**Text section**

····················

Forman, Seitz and Adams, Circuit Judges.

Author: Seitz


SEITZ, Circuit Judge.

Plaintiff, administratrix of the estate of a longshoreman, appeals an order of the district court refusing to set aside a directed verdict for defendant and grant a new trial.

Claiming negligence and unseaworthiness, plaintiff sued the defendant shipowner under the Pennsylvania Wrongful Death and Survival statutes for damages resulting from the death of Albert J. Hines. Decedent was a deckman for the stevedore company that was loading defendant's ship at the time of the accident. He was found dead at the bottom of No. 5 hatch of defendant's vessel at about 1:15 p.m. on July 9, 1965. The medical testimony established that he died from multiple injuries, thus justifying an inference that he fell through the hatch. The decedent was not authorized to go into the No. 5 hatch, and it was not being used by the longshoremen in loading the ship. A post-mortem examination revealed that the decedent was suffering from acute ethyl-alcohol intoxication, having 290 milligrams of alcohol in his blood and urine.


Plaintiff contends that the district court erred in directing a verdict because there were three negligence issues which should have gone to the jury*fn1

1. Whether the ship's captain should have seen the decedent drinking and/or drunk in the morning.

2. Whether the officer on duty should have seen the decedent in his drunken condition in the afternoon.

3. Whether there was an officer on duty at the time of the accident.

We think it fair to infer at the outset that defendant agrees that had its officers actually been aware of decedent's intoxicated condition, they would have been under a duty to safeguard him by notifying his superior in the stevedore company. But plaintiff produced no evidence which would even remotely justify an inference that defendant's officers were actually aware of decedent's condition. Plaintiff's first two negligence claims, thus, must be based on what the ship's deck officers reasonably should have seen. Assuming without deciding that such a duty exists, we turn to a consideration of whether plaintiff offered sufficient evidence of a breach of that duty to create a jury issue.

····················

**Source information**

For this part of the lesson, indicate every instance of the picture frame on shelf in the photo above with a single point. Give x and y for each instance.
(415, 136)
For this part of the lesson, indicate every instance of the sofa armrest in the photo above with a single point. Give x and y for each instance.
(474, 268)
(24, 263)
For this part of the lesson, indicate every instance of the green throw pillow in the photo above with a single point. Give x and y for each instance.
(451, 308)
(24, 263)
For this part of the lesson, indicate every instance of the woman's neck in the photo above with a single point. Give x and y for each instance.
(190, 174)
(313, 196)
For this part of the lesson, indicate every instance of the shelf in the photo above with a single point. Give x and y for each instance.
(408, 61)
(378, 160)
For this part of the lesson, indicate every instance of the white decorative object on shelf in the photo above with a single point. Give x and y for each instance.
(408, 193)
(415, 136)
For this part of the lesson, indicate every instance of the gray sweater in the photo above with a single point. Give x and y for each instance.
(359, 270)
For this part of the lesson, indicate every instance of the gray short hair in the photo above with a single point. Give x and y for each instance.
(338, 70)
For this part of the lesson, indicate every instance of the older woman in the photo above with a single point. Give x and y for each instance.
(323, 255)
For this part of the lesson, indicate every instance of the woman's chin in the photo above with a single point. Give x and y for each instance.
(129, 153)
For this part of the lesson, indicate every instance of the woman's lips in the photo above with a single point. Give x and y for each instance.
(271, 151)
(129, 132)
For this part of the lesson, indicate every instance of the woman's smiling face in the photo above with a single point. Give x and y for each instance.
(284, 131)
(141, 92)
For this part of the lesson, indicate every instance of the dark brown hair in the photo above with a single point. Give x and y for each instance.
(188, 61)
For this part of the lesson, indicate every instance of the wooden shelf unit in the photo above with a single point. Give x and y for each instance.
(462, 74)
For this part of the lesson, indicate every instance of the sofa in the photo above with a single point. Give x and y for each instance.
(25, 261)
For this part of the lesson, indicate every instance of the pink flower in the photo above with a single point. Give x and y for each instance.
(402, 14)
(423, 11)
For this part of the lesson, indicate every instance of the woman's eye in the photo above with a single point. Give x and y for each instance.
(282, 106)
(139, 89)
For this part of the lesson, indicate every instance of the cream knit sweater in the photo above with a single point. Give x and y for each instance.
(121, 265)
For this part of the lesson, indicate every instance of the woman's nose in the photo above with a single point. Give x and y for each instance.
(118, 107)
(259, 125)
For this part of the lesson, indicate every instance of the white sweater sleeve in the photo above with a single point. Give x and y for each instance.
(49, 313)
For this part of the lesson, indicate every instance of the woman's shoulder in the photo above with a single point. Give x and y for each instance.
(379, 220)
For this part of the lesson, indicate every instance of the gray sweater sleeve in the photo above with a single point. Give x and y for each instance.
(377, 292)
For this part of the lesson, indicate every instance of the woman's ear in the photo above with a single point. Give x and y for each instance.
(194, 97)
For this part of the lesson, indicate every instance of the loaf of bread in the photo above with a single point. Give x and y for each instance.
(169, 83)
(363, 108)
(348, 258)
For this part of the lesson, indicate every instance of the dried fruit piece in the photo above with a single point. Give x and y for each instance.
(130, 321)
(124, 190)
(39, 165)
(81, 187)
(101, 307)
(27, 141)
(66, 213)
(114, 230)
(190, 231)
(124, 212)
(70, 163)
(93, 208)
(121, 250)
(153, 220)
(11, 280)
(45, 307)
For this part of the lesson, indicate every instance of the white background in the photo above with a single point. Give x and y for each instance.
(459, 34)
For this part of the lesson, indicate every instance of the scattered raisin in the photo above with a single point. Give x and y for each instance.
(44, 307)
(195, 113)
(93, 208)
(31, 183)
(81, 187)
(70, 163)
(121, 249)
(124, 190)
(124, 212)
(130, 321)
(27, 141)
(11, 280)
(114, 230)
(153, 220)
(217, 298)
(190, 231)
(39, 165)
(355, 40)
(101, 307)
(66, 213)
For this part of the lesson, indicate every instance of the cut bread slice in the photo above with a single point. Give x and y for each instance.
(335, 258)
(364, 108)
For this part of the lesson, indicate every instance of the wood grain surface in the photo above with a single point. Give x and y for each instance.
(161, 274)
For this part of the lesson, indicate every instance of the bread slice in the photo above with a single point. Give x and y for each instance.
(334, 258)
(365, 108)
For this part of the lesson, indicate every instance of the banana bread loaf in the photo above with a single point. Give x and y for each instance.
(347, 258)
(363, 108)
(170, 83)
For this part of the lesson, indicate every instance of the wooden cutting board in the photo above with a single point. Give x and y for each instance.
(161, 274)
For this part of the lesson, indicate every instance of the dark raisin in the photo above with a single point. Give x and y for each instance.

····················

**Work request**
In the court opinion, translate this sentence into Spanish: "Decedent was a deckman for the stevedore company that was loading defendant's ship at the time of the accident."

**Answer for this exercise**
El fallecido era trabajador de cubierta de la empresa estibadora que estaba cargando el buque del demandado en el momento del accidente.